(Natural-language object grounding data)
_____
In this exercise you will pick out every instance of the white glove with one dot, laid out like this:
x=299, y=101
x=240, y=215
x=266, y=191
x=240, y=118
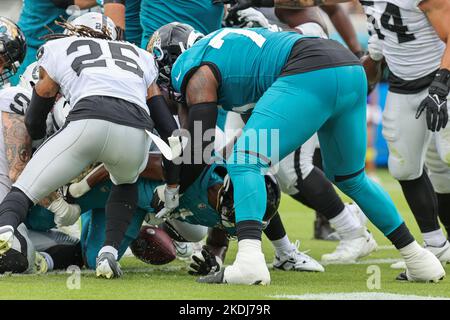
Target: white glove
x=253, y=18
x=375, y=48
x=66, y=214
x=171, y=202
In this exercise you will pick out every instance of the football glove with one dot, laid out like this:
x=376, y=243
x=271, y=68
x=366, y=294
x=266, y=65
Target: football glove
x=66, y=214
x=171, y=202
x=435, y=103
x=205, y=264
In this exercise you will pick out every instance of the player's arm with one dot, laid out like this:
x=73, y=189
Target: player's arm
x=17, y=143
x=341, y=21
x=435, y=104
x=42, y=101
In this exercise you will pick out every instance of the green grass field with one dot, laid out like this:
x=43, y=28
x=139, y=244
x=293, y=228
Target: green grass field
x=141, y=281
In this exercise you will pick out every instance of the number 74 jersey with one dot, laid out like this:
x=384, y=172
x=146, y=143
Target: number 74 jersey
x=86, y=67
x=411, y=46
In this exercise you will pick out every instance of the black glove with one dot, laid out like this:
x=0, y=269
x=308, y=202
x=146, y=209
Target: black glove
x=204, y=267
x=436, y=102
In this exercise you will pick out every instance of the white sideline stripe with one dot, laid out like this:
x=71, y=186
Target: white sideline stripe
x=356, y=296
x=369, y=261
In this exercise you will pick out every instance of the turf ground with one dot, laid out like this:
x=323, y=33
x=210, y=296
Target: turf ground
x=142, y=281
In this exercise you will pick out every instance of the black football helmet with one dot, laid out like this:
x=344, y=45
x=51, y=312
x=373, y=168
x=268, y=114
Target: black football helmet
x=12, y=49
x=225, y=205
x=167, y=44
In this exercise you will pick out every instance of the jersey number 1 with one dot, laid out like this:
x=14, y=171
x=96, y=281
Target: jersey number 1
x=122, y=61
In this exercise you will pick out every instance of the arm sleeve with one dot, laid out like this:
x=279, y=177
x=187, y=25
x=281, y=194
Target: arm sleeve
x=165, y=124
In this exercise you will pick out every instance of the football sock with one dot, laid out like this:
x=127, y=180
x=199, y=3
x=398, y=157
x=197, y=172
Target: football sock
x=444, y=210
x=119, y=210
x=282, y=246
x=14, y=208
x=49, y=260
x=434, y=238
x=422, y=201
x=346, y=224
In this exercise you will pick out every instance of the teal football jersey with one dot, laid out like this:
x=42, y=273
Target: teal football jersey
x=35, y=16
x=202, y=15
x=247, y=60
x=194, y=206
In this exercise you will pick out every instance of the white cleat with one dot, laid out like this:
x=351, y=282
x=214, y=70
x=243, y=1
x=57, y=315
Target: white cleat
x=350, y=250
x=297, y=261
x=421, y=265
x=6, y=238
x=40, y=264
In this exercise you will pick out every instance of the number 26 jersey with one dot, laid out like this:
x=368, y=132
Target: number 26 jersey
x=411, y=46
x=85, y=67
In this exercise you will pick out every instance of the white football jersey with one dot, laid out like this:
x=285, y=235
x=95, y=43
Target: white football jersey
x=12, y=100
x=85, y=67
x=411, y=46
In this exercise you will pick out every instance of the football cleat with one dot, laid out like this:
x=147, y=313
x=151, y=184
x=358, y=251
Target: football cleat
x=421, y=265
x=297, y=261
x=40, y=264
x=6, y=238
x=350, y=250
x=323, y=229
x=107, y=266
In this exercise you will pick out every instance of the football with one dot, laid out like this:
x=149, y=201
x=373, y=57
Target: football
x=153, y=246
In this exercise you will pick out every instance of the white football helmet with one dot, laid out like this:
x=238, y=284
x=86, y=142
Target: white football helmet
x=96, y=21
x=30, y=77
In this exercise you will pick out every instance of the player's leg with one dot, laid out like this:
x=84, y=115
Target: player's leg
x=408, y=139
x=277, y=114
x=93, y=234
x=287, y=255
x=59, y=160
x=124, y=166
x=343, y=146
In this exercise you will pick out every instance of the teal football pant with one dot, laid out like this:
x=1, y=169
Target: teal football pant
x=331, y=102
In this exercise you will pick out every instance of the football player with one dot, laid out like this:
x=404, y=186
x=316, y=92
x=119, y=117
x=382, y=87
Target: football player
x=416, y=114
x=31, y=251
x=108, y=107
x=204, y=15
x=289, y=79
x=296, y=173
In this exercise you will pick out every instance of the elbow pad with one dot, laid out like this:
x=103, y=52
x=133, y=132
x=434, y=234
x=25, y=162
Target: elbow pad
x=36, y=115
x=63, y=4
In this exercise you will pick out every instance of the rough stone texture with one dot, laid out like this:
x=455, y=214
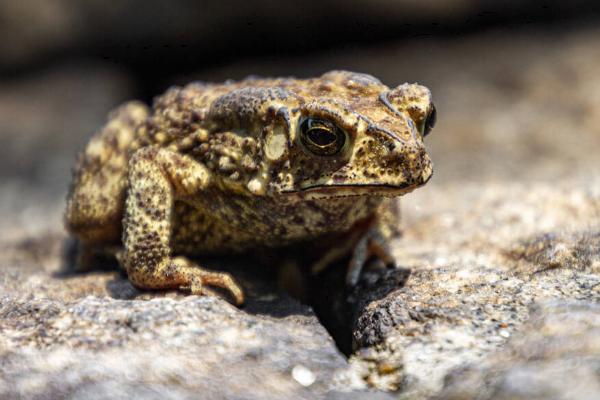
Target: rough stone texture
x=553, y=356
x=95, y=336
x=499, y=282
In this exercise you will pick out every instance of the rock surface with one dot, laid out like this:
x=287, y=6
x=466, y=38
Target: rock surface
x=498, y=286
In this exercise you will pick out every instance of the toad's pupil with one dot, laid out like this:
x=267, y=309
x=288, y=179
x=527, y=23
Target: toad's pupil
x=430, y=121
x=321, y=137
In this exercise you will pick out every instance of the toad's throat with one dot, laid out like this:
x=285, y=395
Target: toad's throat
x=347, y=190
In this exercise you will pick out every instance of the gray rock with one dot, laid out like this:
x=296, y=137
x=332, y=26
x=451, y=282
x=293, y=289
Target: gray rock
x=555, y=355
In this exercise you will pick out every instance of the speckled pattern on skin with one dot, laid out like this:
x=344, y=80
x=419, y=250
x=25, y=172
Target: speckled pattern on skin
x=283, y=163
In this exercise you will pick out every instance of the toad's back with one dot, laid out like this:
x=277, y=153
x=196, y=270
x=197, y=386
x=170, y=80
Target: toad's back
x=261, y=162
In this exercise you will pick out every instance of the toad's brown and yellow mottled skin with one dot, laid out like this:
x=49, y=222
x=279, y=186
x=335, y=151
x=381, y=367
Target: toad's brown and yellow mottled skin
x=219, y=168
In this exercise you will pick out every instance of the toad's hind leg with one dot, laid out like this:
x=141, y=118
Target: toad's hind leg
x=157, y=178
x=97, y=194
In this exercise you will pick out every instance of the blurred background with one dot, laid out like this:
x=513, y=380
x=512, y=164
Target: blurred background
x=516, y=83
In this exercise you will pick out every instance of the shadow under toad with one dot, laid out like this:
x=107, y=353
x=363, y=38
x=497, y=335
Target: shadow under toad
_____
### Task requirements:
Reply with an exact copy of the lines running from the one containing "x=512, y=164" through the end of the entries above, both ends included.

### Response:
x=512, y=164
Target: blurred background
x=516, y=83
In this exercise you will pick out every instance of the shadow under toad with one dot, laid out like this:
x=107, y=353
x=363, y=38
x=497, y=335
Target: shadow under toad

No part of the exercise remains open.